■ EXCERPT PROVIDED
┌──

More efficiency, less storage, with a data window:
--------------------------------------------------
At the moment, all intermediate data are stored into memory, and used
at script's end, when various files are created.

It would be more efficient to store data in a small window, a circular buffer.
This would allow to monitor an application without limitation
of time and space.

More data aggregation:
----------------------

At the moment, system calls are aggregated in another output file,
strongly reducing its size, for the same synthetic information.
It is possible to go further into this direction
to give a better overview of what a program is really doing:
- Extracts the valuable inforation moved in IOs (SQL queries, any data ...)
- Separate distinct processing streams, based on different pids, threads,
and processing peaks; the goal being to apply processing mining techniques
to streams of instructions.
 
Machine learning:
-----------------
scikit-learn module provide simple and efficient tools for data mining and data analysis,
notably for classification, clustering, feature extraction etc...

Consider running sklearn on the window, so that not the whole history is necessary.
Machine learning with any output data of the program:
- File content.
- Screen hard-copy.
- etc...
Predict next calls ?

The plan is to apply these techniques on the aggregated calls,
in order to enhance the software understanding, by:
- Isolating logical steps
- Detecting common patterns
- Qualifying streams of processing will well-known activities.

(1) The aggregated system calls can be transformed into free text describing the running operations:
System calls - possibly grouped, parameters, buffers content.

└──

■ EXERCISE TASKS
a) Print the passage of the improvement notes starting with "Machine learning with" and going on through "parameters, buffers content.".
b) Proceed with the notes on planned improvements to the system-call monitoring tool from the point where they stop.
The items after these notes on planned improvements to a system-call monitoring tool have nothing to do with them.

■ GIVEN INFORMATION
┌──

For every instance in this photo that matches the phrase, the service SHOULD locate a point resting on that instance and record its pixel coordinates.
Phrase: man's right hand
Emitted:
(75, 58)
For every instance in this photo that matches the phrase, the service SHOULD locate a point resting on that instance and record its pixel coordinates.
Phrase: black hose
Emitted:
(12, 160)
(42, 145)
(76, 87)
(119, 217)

└──
┌──

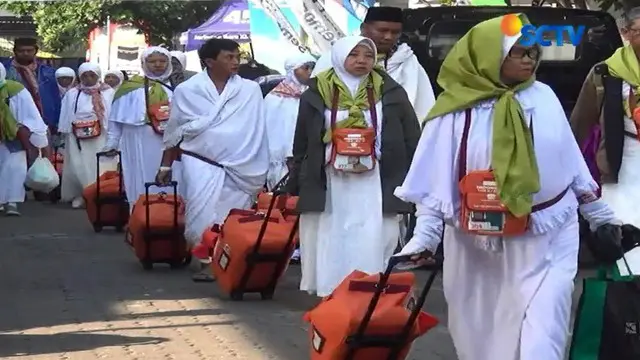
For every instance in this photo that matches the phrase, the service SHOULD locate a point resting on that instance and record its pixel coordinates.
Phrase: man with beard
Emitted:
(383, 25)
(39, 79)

└──

■ ANSWERS BY TASK
a)
Machine learning with any output data of the program:
- File content.
- Screen hard-copy.
- etc...
Predict next calls ?

The plan is to apply these techniques on the aggregated calls,
in order to enhance the software understanding, by:
- Isolating logical steps
- Detecting common patterns
- Qualifying streams of processing will well-known activities.

(1) The aggregated system calls can be transformed into free text describing the running operations:
System calls - possibly grouped, parameters, buffers content.

b)
This contains only the interaction of the system with the outside world.
Only a sliding window of system calls - possibly aggregated - is enough.
This can be associated with other data coming from the program: Graphic display,
network operations, database operations etc...
Usage: Gives the hint about what the system is doing. Example:
- Dialog on a socket.
- ...

(2) The user can provide a CSV file with tags as output. Use that for learning before classification
of read() and write() buffers. Resulting tags stored in XML file.
When it matches, the Python module is called with these data, and do things like:
- Return CIM-like objects
- Process mining.
Usage: Gives a hint about data files with category="Others".
Not needed for well-known files, such as libraries, sqlite etc....

(3) Find a correlation between the content of several simultaneous streams.
Usage: ???
- Model the process as a black box ? Really too far. An internal state should be used.
Makes no sense when it is data manipulation.



Analysing the content of buffers just to classify them is not really interesting.
What we want to do is extract CIM objects (for Survol) and cases ids (For process mining).
But thees two domains need text data only.
Therefore, there is not point using binary samples of buffers, because they will need to be converted anyway.

In the very important case if SQL, one socket direction might be easily analysed (SQL queries),
but not the opposite direction. Although it can only contain data, possibly in CSV format.


Process mining:
---------------
Process mining is a family of techniques in the field of process management
that support the analysis of business processes based on event logs.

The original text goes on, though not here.